--- INPUT DATA Enclosed Below ---

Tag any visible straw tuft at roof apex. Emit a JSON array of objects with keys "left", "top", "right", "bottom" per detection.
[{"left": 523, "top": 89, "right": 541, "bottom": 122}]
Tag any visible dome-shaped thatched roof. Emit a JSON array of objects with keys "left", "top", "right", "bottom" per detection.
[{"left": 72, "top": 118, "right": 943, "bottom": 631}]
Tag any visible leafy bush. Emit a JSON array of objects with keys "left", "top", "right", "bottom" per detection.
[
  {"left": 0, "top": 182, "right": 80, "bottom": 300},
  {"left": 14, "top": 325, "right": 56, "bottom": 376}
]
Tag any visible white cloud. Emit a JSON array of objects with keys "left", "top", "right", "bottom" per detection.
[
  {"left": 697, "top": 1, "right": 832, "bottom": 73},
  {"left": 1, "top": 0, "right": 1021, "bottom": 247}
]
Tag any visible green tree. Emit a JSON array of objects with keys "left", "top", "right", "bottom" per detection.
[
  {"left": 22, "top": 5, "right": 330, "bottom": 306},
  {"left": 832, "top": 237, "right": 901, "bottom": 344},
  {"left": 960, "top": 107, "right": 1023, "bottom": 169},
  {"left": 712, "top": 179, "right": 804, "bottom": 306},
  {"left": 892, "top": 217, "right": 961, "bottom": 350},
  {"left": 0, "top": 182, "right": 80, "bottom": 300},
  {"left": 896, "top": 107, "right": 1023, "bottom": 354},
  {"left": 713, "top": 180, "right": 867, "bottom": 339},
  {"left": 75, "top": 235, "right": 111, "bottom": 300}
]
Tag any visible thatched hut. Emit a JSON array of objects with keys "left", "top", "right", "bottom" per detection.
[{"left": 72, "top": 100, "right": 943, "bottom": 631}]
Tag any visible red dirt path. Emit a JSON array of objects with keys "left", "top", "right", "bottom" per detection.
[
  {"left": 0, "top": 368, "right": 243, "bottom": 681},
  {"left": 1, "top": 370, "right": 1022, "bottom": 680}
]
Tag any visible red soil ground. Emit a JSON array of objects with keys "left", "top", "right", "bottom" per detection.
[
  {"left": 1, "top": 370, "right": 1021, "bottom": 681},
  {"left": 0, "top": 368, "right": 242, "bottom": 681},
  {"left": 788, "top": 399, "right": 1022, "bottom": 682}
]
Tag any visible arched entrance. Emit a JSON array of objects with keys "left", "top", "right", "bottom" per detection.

--- End of Enclosed INPUT DATA ---

» **EXERCISE**: Your task is to transcribe each record faithfully and in full.

» **REPLY TO THE EXERCISE**:
Tag any visible straw tuft at roof apex. Emit a JSON array of objects with keys "left", "top", "right", "bottom" per detection.
[{"left": 523, "top": 89, "right": 541, "bottom": 122}]
Tag any visible dome-shaped thatched roof. Emit a JSON array of objects with keys "left", "top", "right", "bottom" per detection.
[{"left": 72, "top": 118, "right": 943, "bottom": 631}]
Tag any visible leafy bush. Emit a JSON array of objects with keys "left", "top", "right", "bottom" per detection.
[
  {"left": 0, "top": 182, "right": 80, "bottom": 300},
  {"left": 14, "top": 325, "right": 56, "bottom": 376}
]
Tag any visible white cloud. Emit a JSON array of objects with keys "left", "top", "right", "bottom" per detection.
[
  {"left": 697, "top": 1, "right": 832, "bottom": 73},
  {"left": 1, "top": 0, "right": 1021, "bottom": 247}
]
Tag any visible green tree. Emit a JSON array of objects with keys "left", "top", "right", "bottom" per detection.
[
  {"left": 22, "top": 5, "right": 330, "bottom": 306},
  {"left": 832, "top": 237, "right": 901, "bottom": 344},
  {"left": 960, "top": 107, "right": 1023, "bottom": 169},
  {"left": 712, "top": 179, "right": 804, "bottom": 306},
  {"left": 892, "top": 217, "right": 961, "bottom": 350},
  {"left": 0, "top": 182, "right": 80, "bottom": 300},
  {"left": 896, "top": 107, "right": 1023, "bottom": 354},
  {"left": 713, "top": 180, "right": 867, "bottom": 339},
  {"left": 75, "top": 235, "right": 111, "bottom": 300}
]
Tag any visible thatched hut. Emit a JSON array of objects with keys "left", "top", "right", "bottom" per detection.
[{"left": 72, "top": 100, "right": 943, "bottom": 631}]
Tag any visible red dirt path. Emit a JSON array of objects with keys "left", "top", "right", "bottom" per detection.
[
  {"left": 0, "top": 368, "right": 243, "bottom": 681},
  {"left": 1, "top": 370, "right": 1022, "bottom": 680}
]
Tag any visible red soil ground. Emit a JSON array of objects with keys "left", "top", "right", "bottom" per detection.
[
  {"left": 1, "top": 370, "right": 1021, "bottom": 681},
  {"left": 0, "top": 368, "right": 242, "bottom": 681},
  {"left": 788, "top": 399, "right": 1022, "bottom": 682}
]
Tag any visible arched entrance. Emit a JSON array of objects with keys "left", "top", "right", "bottom" per detection.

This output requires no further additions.